From the line containing "Where in the photo above can the wooded" down to the last line of the records below, copy every line exactly. Leave out everything before it.

(Excerpt from a dataset)
******************************

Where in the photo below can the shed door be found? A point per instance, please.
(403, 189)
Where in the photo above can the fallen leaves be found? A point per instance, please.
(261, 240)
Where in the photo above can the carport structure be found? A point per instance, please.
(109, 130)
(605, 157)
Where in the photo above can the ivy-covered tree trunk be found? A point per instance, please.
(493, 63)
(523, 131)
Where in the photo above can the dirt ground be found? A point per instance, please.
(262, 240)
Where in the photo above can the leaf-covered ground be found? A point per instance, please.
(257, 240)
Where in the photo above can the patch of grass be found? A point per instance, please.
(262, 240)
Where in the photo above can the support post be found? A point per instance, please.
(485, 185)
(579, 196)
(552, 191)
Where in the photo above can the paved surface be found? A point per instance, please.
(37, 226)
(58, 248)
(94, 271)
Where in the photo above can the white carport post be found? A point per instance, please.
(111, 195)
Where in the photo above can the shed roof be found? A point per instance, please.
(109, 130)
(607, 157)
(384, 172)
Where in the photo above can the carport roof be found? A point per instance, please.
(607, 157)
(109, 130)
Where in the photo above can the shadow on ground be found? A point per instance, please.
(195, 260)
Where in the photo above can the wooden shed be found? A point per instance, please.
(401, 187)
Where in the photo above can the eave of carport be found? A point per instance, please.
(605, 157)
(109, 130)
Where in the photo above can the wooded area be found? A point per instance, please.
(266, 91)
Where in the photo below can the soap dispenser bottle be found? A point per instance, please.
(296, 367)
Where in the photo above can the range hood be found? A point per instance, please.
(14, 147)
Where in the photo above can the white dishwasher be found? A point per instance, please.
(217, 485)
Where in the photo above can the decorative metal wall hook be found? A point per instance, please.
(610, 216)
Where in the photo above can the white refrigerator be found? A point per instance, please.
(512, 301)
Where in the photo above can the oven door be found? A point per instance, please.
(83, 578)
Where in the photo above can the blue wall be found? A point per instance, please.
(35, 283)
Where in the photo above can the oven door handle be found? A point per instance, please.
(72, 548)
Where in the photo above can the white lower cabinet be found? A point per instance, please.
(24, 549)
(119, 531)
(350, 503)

******************************

▶ Exercise response:
Where in the photo above can the wooded area be found? A point per instance, please.
(266, 91)
Where in the photo below can the soap dispenser bottle be found? A point per instance, please.
(296, 367)
Where in the photo above can the range hood be found? A point per instance, please.
(14, 147)
Where in the photo above can the white dishwasher be found? A point per instance, please.
(217, 485)
Where in the photo above can the decorative metal wall hook be found? A point per instance, please.
(610, 216)
Where in the photo above can the white refrigerator be found? A point per instance, please.
(512, 301)
Where in the photo above can the oven door be found? A point per instance, please.
(83, 578)
Where in the photo above can the blue wall be found? A point per instance, please.
(35, 283)
Where in the photo above can the oven door handle be found? A point per instance, please.
(72, 548)
Where in the photo above can the white lower cabinet be found? A point per instance, please.
(24, 549)
(119, 531)
(350, 503)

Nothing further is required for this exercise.